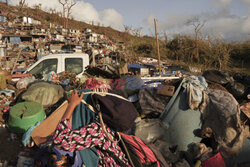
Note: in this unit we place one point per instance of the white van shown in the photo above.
(74, 62)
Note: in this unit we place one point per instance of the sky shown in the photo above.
(223, 19)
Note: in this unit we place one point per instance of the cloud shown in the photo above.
(83, 11)
(220, 24)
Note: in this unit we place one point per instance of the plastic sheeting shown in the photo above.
(182, 121)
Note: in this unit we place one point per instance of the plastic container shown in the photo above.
(25, 115)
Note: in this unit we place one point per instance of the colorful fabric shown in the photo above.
(91, 135)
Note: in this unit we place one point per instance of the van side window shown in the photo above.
(45, 67)
(74, 65)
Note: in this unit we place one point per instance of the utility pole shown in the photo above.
(158, 48)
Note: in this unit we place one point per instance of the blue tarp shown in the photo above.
(135, 66)
(15, 40)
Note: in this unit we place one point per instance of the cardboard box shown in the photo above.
(166, 90)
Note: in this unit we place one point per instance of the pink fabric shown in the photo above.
(90, 136)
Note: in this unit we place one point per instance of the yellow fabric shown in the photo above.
(47, 128)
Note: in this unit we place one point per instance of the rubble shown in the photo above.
(193, 120)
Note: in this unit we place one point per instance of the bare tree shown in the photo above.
(52, 11)
(63, 3)
(198, 25)
(21, 4)
(67, 6)
(137, 31)
(127, 29)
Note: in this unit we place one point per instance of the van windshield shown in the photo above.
(74, 65)
(45, 67)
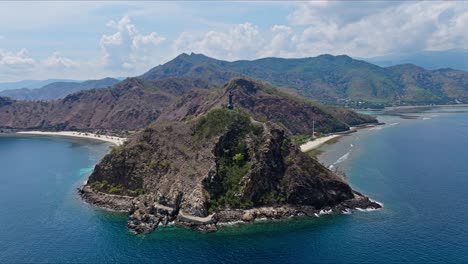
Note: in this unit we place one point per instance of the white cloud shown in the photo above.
(127, 49)
(236, 42)
(16, 60)
(58, 62)
(375, 28)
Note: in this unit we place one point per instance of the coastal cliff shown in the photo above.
(202, 165)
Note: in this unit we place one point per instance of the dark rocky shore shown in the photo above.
(145, 214)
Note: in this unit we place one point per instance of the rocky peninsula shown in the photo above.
(201, 165)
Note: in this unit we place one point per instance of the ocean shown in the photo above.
(416, 167)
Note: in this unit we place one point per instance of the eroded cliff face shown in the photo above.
(214, 168)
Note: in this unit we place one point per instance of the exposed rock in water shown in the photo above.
(200, 166)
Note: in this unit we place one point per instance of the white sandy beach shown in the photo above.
(114, 140)
(316, 143)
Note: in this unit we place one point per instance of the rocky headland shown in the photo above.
(201, 165)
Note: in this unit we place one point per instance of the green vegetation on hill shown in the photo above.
(232, 157)
(338, 80)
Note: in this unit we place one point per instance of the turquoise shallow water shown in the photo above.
(417, 168)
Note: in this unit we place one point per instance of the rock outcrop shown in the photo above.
(203, 165)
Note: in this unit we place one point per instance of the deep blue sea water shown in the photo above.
(417, 168)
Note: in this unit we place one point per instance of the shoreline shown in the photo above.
(72, 134)
(145, 215)
(313, 144)
(316, 143)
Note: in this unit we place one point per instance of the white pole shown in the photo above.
(313, 128)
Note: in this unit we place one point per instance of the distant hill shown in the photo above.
(330, 79)
(135, 103)
(455, 59)
(56, 90)
(31, 84)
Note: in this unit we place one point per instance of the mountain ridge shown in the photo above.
(327, 79)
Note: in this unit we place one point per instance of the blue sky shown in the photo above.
(89, 40)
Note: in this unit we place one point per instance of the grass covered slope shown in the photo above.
(330, 79)
(266, 103)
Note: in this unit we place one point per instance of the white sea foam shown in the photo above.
(347, 211)
(342, 158)
(384, 126)
(325, 212)
(232, 223)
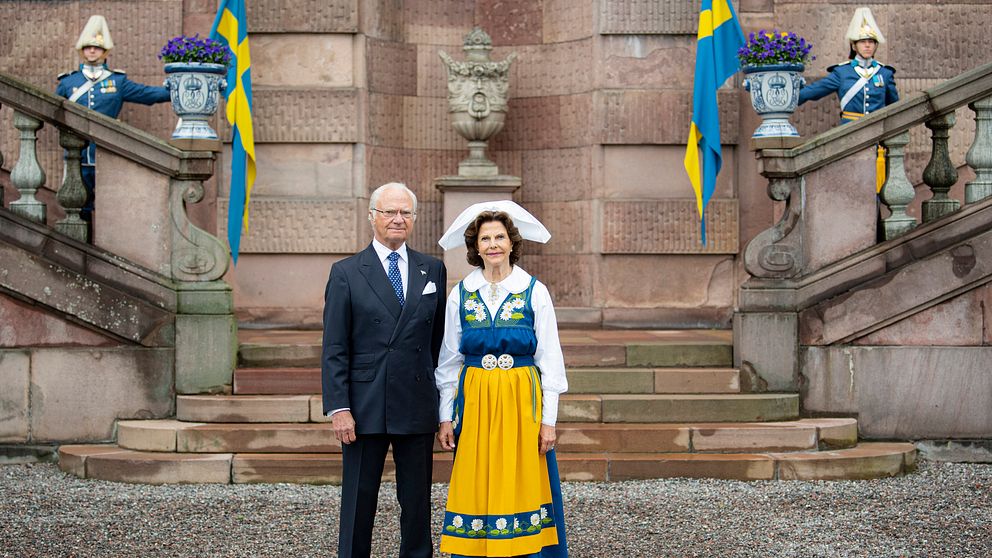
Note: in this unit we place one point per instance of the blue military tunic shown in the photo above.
(876, 93)
(108, 96)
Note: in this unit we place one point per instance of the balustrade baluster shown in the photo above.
(940, 173)
(27, 175)
(72, 194)
(897, 193)
(979, 157)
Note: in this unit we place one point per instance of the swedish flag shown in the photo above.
(717, 41)
(231, 28)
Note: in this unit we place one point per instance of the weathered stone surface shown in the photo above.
(15, 385)
(302, 60)
(768, 342)
(611, 380)
(392, 67)
(650, 466)
(23, 325)
(646, 62)
(648, 16)
(288, 116)
(700, 408)
(243, 408)
(511, 22)
(669, 227)
(656, 117)
(595, 438)
(866, 461)
(298, 226)
(160, 468)
(703, 281)
(902, 392)
(77, 394)
(266, 438)
(645, 172)
(556, 175)
(307, 16)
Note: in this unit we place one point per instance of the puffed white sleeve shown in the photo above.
(548, 356)
(450, 359)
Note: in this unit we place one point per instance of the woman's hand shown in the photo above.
(446, 435)
(546, 439)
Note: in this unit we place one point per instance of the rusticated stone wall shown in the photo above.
(350, 94)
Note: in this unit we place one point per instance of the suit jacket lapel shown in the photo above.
(371, 268)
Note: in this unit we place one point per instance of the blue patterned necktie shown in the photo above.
(394, 276)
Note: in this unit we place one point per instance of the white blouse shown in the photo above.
(548, 356)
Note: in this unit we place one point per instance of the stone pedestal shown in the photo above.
(206, 338)
(460, 192)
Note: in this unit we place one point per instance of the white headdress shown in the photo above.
(863, 26)
(528, 225)
(96, 33)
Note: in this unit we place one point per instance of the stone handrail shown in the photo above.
(144, 185)
(828, 182)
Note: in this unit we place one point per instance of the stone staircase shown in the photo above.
(641, 404)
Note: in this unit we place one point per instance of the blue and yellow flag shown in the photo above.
(231, 29)
(717, 41)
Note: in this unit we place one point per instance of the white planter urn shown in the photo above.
(195, 89)
(774, 95)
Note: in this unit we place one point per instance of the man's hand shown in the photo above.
(546, 439)
(446, 435)
(344, 426)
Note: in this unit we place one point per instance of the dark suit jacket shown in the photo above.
(378, 357)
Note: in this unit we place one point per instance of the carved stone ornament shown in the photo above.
(776, 253)
(477, 96)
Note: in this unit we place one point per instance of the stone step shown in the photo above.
(582, 348)
(306, 381)
(802, 435)
(866, 460)
(652, 408)
(747, 407)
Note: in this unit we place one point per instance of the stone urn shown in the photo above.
(477, 99)
(774, 95)
(195, 89)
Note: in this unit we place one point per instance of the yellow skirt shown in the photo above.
(499, 500)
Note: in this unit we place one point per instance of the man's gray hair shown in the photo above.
(374, 199)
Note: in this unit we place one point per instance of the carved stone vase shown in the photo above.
(774, 95)
(195, 89)
(477, 99)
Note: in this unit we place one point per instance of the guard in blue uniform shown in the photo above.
(862, 84)
(95, 86)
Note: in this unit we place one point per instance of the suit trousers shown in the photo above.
(363, 460)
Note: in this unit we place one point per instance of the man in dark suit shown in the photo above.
(383, 325)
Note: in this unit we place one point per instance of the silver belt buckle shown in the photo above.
(505, 361)
(489, 362)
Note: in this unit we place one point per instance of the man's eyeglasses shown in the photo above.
(392, 213)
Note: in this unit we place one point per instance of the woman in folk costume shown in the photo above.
(500, 373)
(862, 84)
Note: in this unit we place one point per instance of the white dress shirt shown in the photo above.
(404, 263)
(548, 357)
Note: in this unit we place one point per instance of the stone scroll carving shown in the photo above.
(196, 254)
(777, 253)
(478, 90)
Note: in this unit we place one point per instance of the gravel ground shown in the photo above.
(942, 510)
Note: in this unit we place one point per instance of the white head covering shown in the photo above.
(528, 225)
(863, 26)
(96, 33)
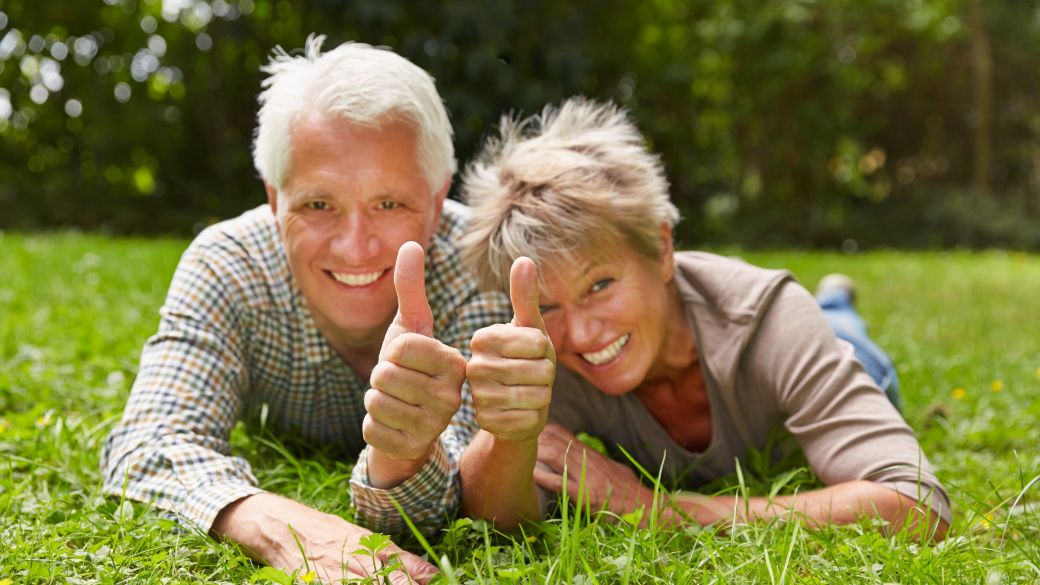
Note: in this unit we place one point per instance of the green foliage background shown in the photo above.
(781, 122)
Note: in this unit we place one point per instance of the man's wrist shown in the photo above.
(386, 472)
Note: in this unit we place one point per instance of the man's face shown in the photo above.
(354, 195)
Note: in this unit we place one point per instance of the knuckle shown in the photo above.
(382, 374)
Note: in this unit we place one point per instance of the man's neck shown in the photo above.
(359, 350)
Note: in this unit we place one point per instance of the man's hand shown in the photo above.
(261, 524)
(416, 385)
(605, 480)
(514, 364)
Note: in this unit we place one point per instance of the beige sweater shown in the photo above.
(771, 363)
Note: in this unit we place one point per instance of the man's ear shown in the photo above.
(271, 197)
(439, 202)
(667, 252)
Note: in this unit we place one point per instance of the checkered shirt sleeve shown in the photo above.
(172, 447)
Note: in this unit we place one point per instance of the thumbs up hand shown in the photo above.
(416, 385)
(514, 364)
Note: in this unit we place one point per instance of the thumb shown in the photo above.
(524, 294)
(409, 279)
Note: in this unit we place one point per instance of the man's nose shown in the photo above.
(355, 240)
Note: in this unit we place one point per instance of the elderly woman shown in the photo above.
(686, 360)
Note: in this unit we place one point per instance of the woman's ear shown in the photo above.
(667, 252)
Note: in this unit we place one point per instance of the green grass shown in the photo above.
(76, 309)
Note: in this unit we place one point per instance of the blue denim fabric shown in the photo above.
(849, 326)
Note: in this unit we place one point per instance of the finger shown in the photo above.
(524, 294)
(418, 569)
(548, 479)
(510, 341)
(507, 399)
(511, 372)
(409, 279)
(425, 355)
(394, 442)
(557, 432)
(390, 411)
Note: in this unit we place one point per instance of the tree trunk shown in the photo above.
(982, 94)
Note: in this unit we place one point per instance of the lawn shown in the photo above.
(962, 328)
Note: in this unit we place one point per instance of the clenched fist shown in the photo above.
(513, 365)
(416, 385)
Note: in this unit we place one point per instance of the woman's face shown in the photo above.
(607, 320)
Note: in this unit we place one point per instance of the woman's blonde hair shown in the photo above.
(566, 185)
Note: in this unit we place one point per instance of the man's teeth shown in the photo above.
(607, 353)
(357, 279)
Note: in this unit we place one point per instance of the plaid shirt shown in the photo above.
(234, 335)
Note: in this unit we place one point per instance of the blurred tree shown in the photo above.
(780, 122)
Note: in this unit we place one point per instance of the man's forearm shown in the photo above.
(386, 473)
(497, 480)
(261, 525)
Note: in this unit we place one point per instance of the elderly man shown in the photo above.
(314, 307)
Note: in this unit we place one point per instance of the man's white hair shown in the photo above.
(358, 82)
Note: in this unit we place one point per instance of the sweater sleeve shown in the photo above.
(843, 423)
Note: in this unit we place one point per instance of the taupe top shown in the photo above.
(771, 362)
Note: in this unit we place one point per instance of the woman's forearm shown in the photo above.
(843, 503)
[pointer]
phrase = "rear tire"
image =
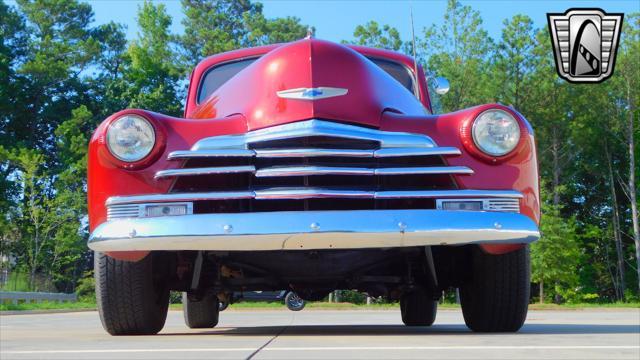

**EXERCISE**
Excluding all pictures, output exactly the lines from the line containing "lawn shown in the photo above." through the last line of the entries above.

**ANSWER TO THE PROBLEM**
Note: in this unit we place one point per instance of the lawn shown in the photo above.
(962, 328)
Note: in this unit we place one point per instance of the clenched fist shown in the photo above.
(513, 365)
(416, 385)
Note: in this unit we place one point per instance of the woman's face shown in the photo above.
(607, 320)
Note: in this unit we place one point per instance of the woman's blonde hair shown in the photo above.
(566, 185)
Note: in this unit we place one point per instance of the man's teeth shown in the photo above.
(607, 353)
(357, 279)
Note: in this unit we place one point per instance of the plaid shirt shown in the photo above.
(234, 335)
Note: in this unit we place one point per instance of the blurred tree shown in the photo above.
(780, 122)
Note: in this unit we place one point per instance of the man's forearm shown in the photo above.
(386, 473)
(497, 480)
(261, 525)
Note: in this unit we place one point per instance of the elderly man shown in the photo above.
(314, 307)
Note: in this unit we place one point per instance of the man's white hair shown in the photo above.
(358, 82)
Note: in this unit we place one point per instance of the sweater sleeve shown in the photo above.
(843, 423)
Note: in this unit we place one point per instance of the taupe top shown in the photo above.
(771, 362)
Note: in this unit we place one point per instance of the woman's forearm shown in the photo above.
(843, 503)
[pointer]
phrase = "rear tire"
image =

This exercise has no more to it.